++++ PROVIDED DATA
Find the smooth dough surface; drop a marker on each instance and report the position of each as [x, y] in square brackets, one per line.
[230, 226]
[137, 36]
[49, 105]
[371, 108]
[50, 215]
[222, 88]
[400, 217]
++++++++
> [INSTRUCTION] Please arrange these records as a Markdown table with two columns, Row and Line, giving each non-blank line its own numbered row.

> [RESULT]
| Row | Line |
|---|---|
| 1 | Find the smooth dough surface; drop a marker on each instance and report the position of each as [x, y] in square brackets, one per line. |
| 2 | [230, 226] |
| 3 | [137, 36] |
| 4 | [49, 105] |
| 5 | [371, 108] |
| 6 | [50, 215] |
| 7 | [222, 88] |
| 8 | [400, 217] |